___ Dataset

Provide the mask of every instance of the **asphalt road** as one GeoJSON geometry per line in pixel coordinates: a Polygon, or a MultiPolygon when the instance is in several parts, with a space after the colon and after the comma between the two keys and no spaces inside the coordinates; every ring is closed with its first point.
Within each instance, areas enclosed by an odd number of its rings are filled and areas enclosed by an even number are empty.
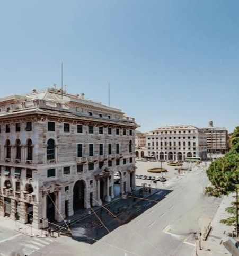
{"type": "Polygon", "coordinates": [[[172,192],[163,195],[165,192],[162,190],[154,195],[153,200],[164,197],[160,202],[145,201],[137,217],[93,244],[67,236],[32,238],[1,227],[0,255],[191,255],[194,249],[194,233],[208,224],[221,200],[203,195],[208,183],[205,170],[191,172],[165,188],[172,192]],[[144,211],[144,207],[150,208],[144,211]]]}
{"type": "Polygon", "coordinates": [[[194,233],[207,226],[221,201],[204,196],[208,182],[205,170],[191,172],[167,188],[173,191],[164,200],[92,245],[92,255],[192,255],[194,233]]]}

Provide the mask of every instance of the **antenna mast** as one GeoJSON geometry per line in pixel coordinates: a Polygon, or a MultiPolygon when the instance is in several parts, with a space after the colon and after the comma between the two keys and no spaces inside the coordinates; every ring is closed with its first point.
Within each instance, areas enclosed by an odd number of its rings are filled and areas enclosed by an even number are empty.
{"type": "Polygon", "coordinates": [[[110,105],[110,82],[108,83],[108,102],[109,102],[109,107],[110,105]]]}
{"type": "Polygon", "coordinates": [[[61,62],[61,97],[63,99],[63,63],[61,62]]]}

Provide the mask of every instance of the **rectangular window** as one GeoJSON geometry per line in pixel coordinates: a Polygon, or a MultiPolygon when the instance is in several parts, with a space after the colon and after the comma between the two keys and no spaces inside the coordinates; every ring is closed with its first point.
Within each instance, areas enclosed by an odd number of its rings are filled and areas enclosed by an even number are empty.
{"type": "Polygon", "coordinates": [[[119,143],[116,143],[116,154],[119,154],[119,143]]]}
{"type": "Polygon", "coordinates": [[[20,191],[20,182],[16,181],[16,191],[20,191]]]}
{"type": "Polygon", "coordinates": [[[82,134],[83,132],[83,126],[82,125],[77,125],[77,133],[82,134]]]}
{"type": "Polygon", "coordinates": [[[82,157],[83,156],[82,144],[77,144],[77,157],[82,157]]]}
{"type": "Polygon", "coordinates": [[[83,171],[83,165],[77,164],[77,172],[82,172],[83,171]]]}
{"type": "Polygon", "coordinates": [[[108,144],[108,154],[111,155],[112,154],[112,144],[109,143],[108,144]]]}
{"type": "Polygon", "coordinates": [[[99,167],[100,169],[104,165],[104,161],[99,162],[99,167]]]}
{"type": "Polygon", "coordinates": [[[99,127],[99,134],[103,134],[103,127],[99,127]]]}
{"type": "Polygon", "coordinates": [[[89,156],[94,155],[94,144],[89,144],[89,156]]]}
{"type": "Polygon", "coordinates": [[[15,176],[17,176],[18,177],[21,177],[21,168],[17,168],[16,167],[15,169],[15,172],[14,172],[14,175],[15,176]]]}
{"type": "Polygon", "coordinates": [[[63,174],[69,174],[70,173],[70,166],[66,166],[63,168],[63,174]]]}
{"type": "Polygon", "coordinates": [[[31,131],[32,130],[32,123],[31,122],[26,122],[25,130],[26,131],[31,131]]]}
{"type": "Polygon", "coordinates": [[[54,122],[48,122],[47,123],[47,129],[49,131],[55,131],[55,123],[54,122]]]}
{"type": "Polygon", "coordinates": [[[94,133],[94,126],[93,125],[89,125],[89,134],[94,133]]]}
{"type": "Polygon", "coordinates": [[[88,164],[88,167],[89,167],[89,171],[91,170],[94,170],[94,163],[91,163],[90,164],[88,164]]]}
{"type": "Polygon", "coordinates": [[[26,169],[26,178],[32,178],[32,170],[26,169]]]}
{"type": "Polygon", "coordinates": [[[47,170],[47,178],[55,177],[56,176],[56,169],[48,169],[47,170]]]}
{"type": "Polygon", "coordinates": [[[100,155],[103,155],[103,154],[104,153],[103,153],[103,144],[99,144],[99,154],[100,155]]]}
{"type": "Polygon", "coordinates": [[[70,132],[70,124],[69,123],[64,123],[64,132],[65,133],[69,133],[70,132]]]}
{"type": "Polygon", "coordinates": [[[21,123],[17,122],[16,123],[16,133],[19,133],[21,131],[21,123]]]}
{"type": "Polygon", "coordinates": [[[9,123],[7,123],[6,125],[6,133],[10,133],[10,125],[9,123]]]}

______

Stated problem ->
State how many lines of the data above contain the string "after", matching case exactly. Reply with the number alone.

Reply to the exercise ->
3